Print verbatim the opening line of the material and every subsequent line through the one containing "canopy in the photo above.".

*** Opening of Dataset records ***

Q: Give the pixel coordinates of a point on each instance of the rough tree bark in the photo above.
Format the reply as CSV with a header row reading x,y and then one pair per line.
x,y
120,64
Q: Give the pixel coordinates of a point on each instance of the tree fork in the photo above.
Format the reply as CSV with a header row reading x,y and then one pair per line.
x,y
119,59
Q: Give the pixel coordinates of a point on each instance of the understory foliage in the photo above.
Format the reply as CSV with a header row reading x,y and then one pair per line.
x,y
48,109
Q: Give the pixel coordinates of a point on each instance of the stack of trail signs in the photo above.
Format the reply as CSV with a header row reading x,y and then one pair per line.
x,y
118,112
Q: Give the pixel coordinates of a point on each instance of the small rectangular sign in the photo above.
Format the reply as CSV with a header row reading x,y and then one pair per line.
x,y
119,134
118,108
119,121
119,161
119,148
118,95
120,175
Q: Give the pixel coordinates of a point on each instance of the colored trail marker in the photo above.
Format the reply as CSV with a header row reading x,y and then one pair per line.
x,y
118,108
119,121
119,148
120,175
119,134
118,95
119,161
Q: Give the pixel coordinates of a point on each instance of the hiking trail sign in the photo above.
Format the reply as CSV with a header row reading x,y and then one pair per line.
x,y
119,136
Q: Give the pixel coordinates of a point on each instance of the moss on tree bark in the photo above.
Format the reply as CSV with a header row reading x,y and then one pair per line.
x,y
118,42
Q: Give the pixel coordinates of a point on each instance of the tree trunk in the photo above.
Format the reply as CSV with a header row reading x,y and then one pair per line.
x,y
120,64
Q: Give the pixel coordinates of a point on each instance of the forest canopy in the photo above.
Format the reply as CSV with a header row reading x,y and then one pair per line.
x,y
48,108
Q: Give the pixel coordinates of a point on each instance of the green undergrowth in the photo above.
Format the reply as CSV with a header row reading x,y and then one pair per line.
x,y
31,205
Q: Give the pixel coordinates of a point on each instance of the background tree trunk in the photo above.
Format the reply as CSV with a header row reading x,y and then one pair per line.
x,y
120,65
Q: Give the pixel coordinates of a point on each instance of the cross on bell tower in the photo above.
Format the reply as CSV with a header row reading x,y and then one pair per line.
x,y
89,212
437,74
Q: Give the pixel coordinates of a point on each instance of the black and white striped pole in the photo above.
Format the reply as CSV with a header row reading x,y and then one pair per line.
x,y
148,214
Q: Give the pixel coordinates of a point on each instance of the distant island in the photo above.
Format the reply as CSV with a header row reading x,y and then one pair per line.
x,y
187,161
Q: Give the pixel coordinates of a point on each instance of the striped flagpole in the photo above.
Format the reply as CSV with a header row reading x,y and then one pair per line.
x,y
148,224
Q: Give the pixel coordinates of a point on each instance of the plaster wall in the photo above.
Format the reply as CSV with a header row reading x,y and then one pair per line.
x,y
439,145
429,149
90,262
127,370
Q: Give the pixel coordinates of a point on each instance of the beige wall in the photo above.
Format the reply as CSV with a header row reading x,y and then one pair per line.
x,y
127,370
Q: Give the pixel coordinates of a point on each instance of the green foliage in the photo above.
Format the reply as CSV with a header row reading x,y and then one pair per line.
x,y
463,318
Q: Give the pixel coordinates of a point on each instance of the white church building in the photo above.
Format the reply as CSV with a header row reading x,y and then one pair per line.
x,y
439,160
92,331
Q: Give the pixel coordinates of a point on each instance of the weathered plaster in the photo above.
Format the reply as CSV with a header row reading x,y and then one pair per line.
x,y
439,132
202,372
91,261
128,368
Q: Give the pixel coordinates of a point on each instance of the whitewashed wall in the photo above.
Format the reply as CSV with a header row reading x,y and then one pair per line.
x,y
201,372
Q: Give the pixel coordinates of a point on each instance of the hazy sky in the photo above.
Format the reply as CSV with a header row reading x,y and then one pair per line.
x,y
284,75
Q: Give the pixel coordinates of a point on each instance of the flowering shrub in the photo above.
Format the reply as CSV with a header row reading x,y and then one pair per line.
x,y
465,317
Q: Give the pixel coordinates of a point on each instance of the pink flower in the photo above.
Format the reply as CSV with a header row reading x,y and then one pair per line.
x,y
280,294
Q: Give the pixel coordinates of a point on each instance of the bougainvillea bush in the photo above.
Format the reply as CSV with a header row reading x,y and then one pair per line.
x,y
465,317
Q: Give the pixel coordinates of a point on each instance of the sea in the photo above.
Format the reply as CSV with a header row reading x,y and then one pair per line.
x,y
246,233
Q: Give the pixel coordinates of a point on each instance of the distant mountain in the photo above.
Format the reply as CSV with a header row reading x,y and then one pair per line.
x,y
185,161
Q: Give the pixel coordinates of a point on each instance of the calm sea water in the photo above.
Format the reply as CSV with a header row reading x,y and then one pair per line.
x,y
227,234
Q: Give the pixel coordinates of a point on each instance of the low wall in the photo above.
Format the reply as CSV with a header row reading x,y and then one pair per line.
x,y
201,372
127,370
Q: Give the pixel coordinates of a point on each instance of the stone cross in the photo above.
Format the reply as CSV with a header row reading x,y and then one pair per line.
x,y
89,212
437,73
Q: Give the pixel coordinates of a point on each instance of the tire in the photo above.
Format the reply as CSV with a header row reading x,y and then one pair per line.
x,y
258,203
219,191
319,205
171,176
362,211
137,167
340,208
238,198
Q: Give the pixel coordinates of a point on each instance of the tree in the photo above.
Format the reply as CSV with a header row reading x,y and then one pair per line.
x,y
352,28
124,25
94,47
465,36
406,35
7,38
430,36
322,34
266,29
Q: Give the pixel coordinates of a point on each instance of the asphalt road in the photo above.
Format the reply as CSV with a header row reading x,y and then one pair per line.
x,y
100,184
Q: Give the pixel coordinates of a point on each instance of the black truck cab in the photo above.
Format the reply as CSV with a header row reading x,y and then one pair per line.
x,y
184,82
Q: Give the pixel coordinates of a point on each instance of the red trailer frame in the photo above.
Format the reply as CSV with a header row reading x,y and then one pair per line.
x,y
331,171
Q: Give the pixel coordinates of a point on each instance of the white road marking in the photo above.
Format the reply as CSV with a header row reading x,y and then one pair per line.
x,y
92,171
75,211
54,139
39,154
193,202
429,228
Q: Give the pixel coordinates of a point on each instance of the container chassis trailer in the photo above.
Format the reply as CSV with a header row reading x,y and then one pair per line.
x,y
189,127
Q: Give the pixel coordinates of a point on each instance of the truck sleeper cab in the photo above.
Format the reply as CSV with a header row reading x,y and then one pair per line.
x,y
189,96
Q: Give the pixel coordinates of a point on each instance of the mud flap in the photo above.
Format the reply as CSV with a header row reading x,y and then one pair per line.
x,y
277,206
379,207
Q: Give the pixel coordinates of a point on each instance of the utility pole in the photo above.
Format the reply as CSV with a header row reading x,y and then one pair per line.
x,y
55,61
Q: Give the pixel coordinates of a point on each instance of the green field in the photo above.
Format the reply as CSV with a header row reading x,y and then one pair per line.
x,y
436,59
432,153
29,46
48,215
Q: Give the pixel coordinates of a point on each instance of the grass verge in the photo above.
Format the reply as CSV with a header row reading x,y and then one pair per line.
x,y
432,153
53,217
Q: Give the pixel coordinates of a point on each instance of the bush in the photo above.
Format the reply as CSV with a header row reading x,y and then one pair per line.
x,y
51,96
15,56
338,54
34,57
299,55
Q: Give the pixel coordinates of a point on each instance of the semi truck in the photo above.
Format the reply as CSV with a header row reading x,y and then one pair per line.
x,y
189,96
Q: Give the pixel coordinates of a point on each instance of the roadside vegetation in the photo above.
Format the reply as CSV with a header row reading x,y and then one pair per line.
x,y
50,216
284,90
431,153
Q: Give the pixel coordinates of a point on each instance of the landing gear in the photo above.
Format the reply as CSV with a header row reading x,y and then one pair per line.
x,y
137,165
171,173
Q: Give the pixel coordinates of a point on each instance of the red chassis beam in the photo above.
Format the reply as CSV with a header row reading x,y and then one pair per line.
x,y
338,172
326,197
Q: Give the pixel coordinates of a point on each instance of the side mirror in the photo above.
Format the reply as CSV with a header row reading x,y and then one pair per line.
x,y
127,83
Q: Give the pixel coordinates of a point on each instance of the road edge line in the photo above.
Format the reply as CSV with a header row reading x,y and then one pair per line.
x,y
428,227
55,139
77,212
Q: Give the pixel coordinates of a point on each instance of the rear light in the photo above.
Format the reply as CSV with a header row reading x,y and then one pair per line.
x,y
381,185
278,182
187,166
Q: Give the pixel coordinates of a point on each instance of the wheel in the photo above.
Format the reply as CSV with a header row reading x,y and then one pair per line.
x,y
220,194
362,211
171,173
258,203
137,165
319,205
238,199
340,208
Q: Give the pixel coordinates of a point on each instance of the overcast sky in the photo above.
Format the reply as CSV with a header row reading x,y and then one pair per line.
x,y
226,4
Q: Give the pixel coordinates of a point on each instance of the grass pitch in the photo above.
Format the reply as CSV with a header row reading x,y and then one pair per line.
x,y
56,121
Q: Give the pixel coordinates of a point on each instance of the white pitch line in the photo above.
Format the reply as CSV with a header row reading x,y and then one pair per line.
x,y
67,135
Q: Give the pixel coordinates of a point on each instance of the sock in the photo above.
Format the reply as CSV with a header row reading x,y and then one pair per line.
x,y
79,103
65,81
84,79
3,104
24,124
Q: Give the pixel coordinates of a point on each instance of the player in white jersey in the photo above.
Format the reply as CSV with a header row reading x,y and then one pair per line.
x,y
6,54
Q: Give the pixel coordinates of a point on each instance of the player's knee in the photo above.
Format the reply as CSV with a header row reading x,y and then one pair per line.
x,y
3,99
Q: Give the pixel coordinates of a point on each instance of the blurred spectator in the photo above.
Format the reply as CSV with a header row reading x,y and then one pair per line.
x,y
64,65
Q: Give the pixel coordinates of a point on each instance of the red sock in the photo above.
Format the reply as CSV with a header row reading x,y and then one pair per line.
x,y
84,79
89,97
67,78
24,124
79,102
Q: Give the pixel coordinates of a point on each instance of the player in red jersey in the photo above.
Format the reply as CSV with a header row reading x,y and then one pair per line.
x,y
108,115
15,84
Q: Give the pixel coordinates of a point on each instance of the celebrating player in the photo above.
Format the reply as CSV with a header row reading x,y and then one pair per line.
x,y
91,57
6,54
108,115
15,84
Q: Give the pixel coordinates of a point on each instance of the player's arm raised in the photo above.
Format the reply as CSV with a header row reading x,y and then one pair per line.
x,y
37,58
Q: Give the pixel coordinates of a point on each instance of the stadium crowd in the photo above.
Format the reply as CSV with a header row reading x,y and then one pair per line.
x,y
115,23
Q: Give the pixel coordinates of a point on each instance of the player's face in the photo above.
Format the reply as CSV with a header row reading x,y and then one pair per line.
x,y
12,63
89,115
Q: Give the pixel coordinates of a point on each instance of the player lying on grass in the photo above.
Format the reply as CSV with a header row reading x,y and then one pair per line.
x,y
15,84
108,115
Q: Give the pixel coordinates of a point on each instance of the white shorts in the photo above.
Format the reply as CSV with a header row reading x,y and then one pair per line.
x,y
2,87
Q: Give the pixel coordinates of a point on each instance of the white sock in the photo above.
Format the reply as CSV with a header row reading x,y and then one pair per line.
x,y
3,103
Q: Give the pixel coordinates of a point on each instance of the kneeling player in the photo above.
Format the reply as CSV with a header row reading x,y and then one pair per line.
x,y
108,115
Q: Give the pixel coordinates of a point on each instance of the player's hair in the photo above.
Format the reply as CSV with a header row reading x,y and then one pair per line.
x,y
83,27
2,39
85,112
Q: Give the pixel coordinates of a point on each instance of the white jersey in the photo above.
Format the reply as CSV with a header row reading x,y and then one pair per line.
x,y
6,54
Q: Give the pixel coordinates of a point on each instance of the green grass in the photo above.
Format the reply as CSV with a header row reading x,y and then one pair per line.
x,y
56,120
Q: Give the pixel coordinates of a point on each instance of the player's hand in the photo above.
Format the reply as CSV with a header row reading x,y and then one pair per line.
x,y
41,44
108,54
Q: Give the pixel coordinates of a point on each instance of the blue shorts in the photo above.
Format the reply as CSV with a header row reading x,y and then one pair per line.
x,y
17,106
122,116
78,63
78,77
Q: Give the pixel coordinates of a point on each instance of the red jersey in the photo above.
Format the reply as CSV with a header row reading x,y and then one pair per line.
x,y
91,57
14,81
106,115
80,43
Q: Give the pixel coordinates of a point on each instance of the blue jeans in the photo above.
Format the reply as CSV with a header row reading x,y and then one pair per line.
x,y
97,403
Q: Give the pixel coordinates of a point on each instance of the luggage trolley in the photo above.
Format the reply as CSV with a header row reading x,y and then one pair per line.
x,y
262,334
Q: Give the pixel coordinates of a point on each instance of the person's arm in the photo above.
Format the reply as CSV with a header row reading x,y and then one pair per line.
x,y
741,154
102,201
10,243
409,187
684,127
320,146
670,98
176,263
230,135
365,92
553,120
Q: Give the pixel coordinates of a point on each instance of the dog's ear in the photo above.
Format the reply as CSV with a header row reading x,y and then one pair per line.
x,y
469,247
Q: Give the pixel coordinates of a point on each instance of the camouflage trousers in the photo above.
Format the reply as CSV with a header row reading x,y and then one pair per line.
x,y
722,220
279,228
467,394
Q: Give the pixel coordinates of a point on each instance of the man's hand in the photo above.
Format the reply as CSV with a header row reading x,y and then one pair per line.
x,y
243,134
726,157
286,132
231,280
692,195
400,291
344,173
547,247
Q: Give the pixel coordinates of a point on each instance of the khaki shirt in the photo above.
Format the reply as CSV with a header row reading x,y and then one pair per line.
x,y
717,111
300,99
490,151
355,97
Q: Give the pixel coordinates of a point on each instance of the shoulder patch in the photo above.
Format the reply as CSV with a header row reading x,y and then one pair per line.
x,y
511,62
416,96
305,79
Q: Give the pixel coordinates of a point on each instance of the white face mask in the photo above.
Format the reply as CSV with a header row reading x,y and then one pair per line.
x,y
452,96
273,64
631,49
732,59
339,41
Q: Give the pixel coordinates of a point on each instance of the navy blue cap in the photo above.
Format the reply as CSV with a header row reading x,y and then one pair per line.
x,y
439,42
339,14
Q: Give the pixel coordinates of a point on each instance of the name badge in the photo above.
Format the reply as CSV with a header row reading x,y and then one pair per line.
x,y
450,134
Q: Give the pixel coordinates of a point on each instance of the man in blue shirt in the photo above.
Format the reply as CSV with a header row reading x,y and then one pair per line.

*** Close of Dataset records ***

Problem solution:
Q: Give the pixel coordinates of a point on each instance of the rough tree bark in the photo above.
Format the reply as CSV with a header row reading x,y and then one pair per line.
x,y
120,64
Q: Give the pixel coordinates of a point on each instance of the tree fork in the photo above.
Format the reply as CSV with a header row reading x,y and then one pair per line.
x,y
119,59
Q: Give the pixel coordinates of a point on each instance of the understory foliage in the photo above.
Format the reply as CSV with a header row reading x,y and then one pair per line.
x,y
48,109
Q: Give the pixel coordinates of a point on each instance of the stack of trail signs in the photo above.
Format the reply as CSV with a header row reading x,y and then one pair per line.
x,y
118,112
Q: Give the pixel coordinates of a point on each instance of the small rectangular sign in the photo above.
Format the reply as CSV with a header row reading x,y and then one pair per line.
x,y
119,134
118,108
119,121
119,161
119,148
118,95
120,175
Q: Give the pixel coordinates of a point on each instance of the colored trail marker in the photo above.
Format the reply as CSV with a header row reading x,y and then one pair per line.
x,y
118,108
119,121
119,148
120,175
119,134
118,95
119,161
Q: Give the pixel coordinates of a point on each instance of the hiking trail sign in the photo above.
Format the reply as CSV with a header row reading x,y and then one pair per line.
x,y
119,136
Q: Give the pixel coordinates of a point on each instance of the moss on tree bark in the photo above.
Format the reply as CSV with a header row reading x,y and then one pair per line.
x,y
118,42
Q: Give the pixel coordinates of a point on each instance of the tree trunk in the photo above.
Format the reply as CSV with a header row reading x,y and then one pair per line.
x,y
120,64
Q: Give the pixel coordinates of a point on each instance of the forest canopy in the photo above.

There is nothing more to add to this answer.